#### Stated task
Recast every line of the rows below as a Markdown table with the columns No. and Text, numbering each line and leaving out blank lines and the pictures.

#### The records
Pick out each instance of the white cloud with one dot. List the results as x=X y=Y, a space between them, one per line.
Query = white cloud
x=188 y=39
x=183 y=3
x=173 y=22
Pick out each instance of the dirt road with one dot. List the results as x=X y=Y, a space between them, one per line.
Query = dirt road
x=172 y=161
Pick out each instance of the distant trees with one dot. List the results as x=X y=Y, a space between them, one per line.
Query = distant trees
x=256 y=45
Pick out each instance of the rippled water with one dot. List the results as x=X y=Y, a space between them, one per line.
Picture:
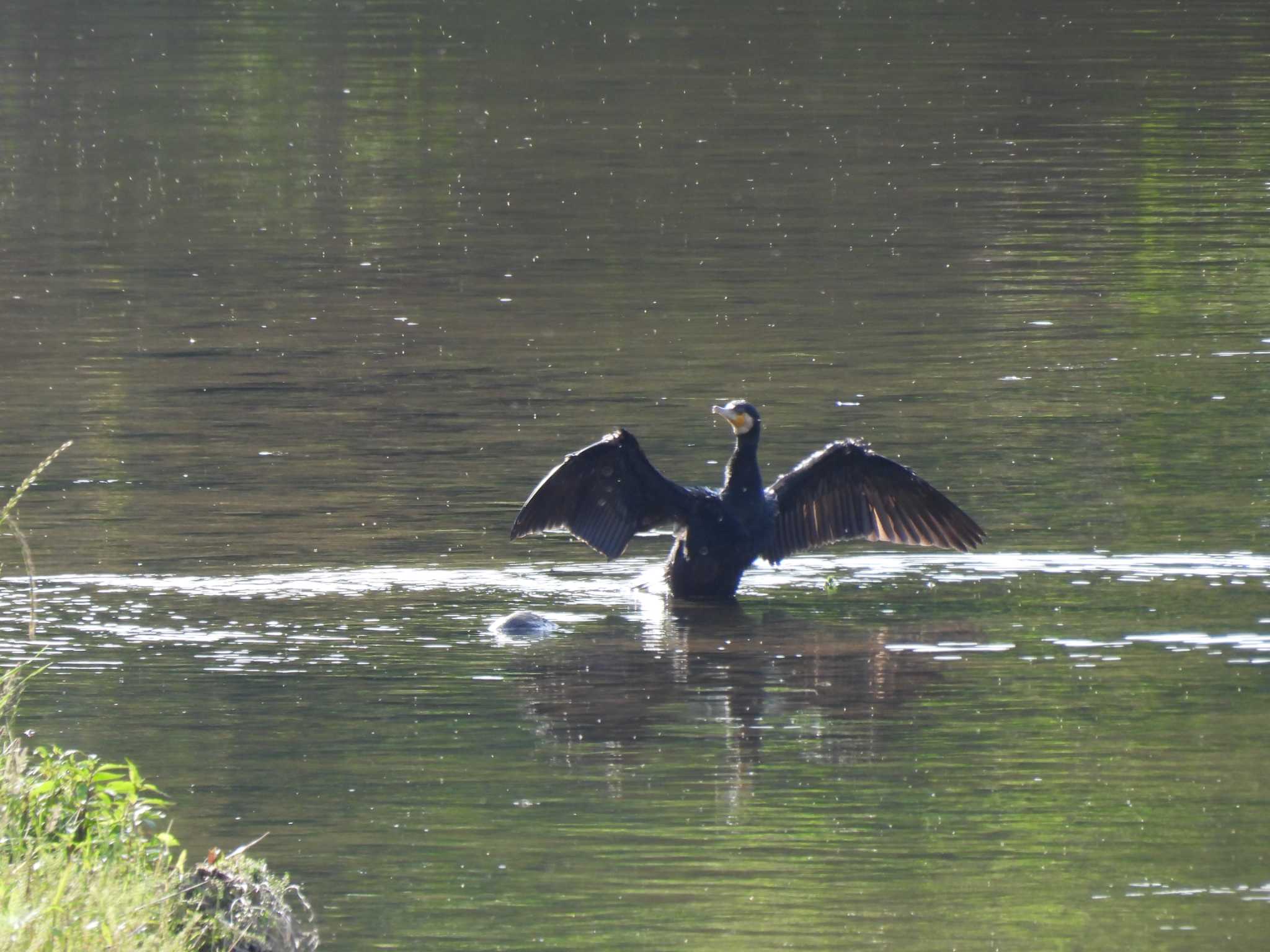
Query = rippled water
x=321 y=293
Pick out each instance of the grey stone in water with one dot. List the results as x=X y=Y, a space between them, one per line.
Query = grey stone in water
x=523 y=624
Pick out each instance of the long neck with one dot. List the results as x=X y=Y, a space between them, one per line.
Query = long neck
x=744 y=483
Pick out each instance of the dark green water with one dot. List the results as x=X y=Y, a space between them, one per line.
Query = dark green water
x=321 y=291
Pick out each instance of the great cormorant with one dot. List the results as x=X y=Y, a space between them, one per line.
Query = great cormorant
x=606 y=493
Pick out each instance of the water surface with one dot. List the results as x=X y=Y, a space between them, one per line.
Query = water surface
x=322 y=291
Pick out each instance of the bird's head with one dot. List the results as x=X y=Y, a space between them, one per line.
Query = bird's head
x=744 y=416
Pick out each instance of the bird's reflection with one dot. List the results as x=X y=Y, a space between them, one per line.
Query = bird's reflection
x=626 y=683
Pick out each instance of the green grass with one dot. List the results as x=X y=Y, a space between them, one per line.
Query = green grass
x=88 y=862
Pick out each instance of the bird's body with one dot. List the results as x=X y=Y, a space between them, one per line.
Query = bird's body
x=606 y=493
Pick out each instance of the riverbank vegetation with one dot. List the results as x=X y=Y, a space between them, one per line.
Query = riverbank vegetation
x=88 y=860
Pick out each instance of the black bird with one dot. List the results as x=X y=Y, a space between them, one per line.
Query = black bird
x=606 y=493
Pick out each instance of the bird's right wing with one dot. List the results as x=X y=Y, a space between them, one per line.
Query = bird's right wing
x=848 y=490
x=603 y=494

#### Answer to this exercise
| No. | Text |
|---|---|
| 1 | Pick out each instance of the white cloud with one dot. List the results as x=X y=Y, a space between them, one per line. |
| 2 | Query = white cloud |
| 3 | x=188 y=39 |
| 4 | x=183 y=3 |
| 5 | x=173 y=22 |
| 6 | Pick out each instance of the dirt road with one dot. List the results as x=X y=Y, a space between them, one per line. |
| 7 | Query = dirt road |
| 8 | x=172 y=161 |
| 9 | Pick out each instance of the distant trees with one dot. List the results as x=X y=Y, a space between them, one per line. |
| 10 | Query = distant trees |
| 11 | x=256 y=45 |
| 12 | Pick out each instance of the rippled water with one dot. List the results as x=X y=Y, a space between them, one per line. |
| 13 | Picture: |
| 14 | Query = rippled water |
| 15 | x=321 y=293 |
| 16 | Pick out each instance of the grey stone in water with one dot. List the results as x=X y=Y, a space between them, one per line. |
| 17 | Query = grey stone in water |
| 18 | x=523 y=624 |
| 19 | Pick out each instance of the long neck with one dot. List the results as x=X y=Y, a space between them, one per line. |
| 20 | Query = long neck |
| 21 | x=744 y=483 |
| 22 | Pick out each instance of the dark green water with one dot. List the results as x=X y=Y, a space between them, one per line. |
| 23 | Query = dark green water |
| 24 | x=321 y=291 |
| 25 | Pick out each instance of the great cormorant with one dot. List the results as x=X y=Y, a space between them, one per line. |
| 26 | Query = great cormorant |
| 27 | x=606 y=493 |
| 28 | Pick out each instance of the water surface with one dot. List the results as x=X y=Y, a space between them, one per line. |
| 29 | Query = water surface |
| 30 | x=322 y=291 |
| 31 | Pick out each instance of the bird's head with one dot. List the results as x=X y=Y, a space between them, one per line. |
| 32 | Query = bird's head |
| 33 | x=744 y=416 |
| 34 | Pick out each instance of the bird's reflection with one dot. List the results as x=X y=Y, a space between them, one per line. |
| 35 | Query = bird's reflection |
| 36 | x=626 y=683 |
| 37 | Pick out each instance of the green grass with one dot. List the results as x=X y=Y, a space between them, one per line. |
| 38 | Query = green grass |
| 39 | x=88 y=862 |
| 40 | Pick out each instance of the bird's body with one dot. List the results as x=X y=Y, a space between them, one per line. |
| 41 | Query = bird's body |
| 42 | x=606 y=493 |
| 43 | Pick out each instance of the riverbank vegetation with one dot. List the results as x=X y=Y, a space between them, one per line. |
| 44 | Query = riverbank vegetation |
| 45 | x=88 y=860 |
| 46 | Pick out each instance of the black bird with one dot. List the results as x=X y=Y, a space between them, one per line. |
| 47 | Query = black bird |
| 48 | x=606 y=493 |
| 49 | Pick out each instance of the bird's right wing with one dot. List the results as x=X y=Y, a space between them, one per line. |
| 50 | Query = bird's right wing |
| 51 | x=848 y=490 |
| 52 | x=603 y=494 |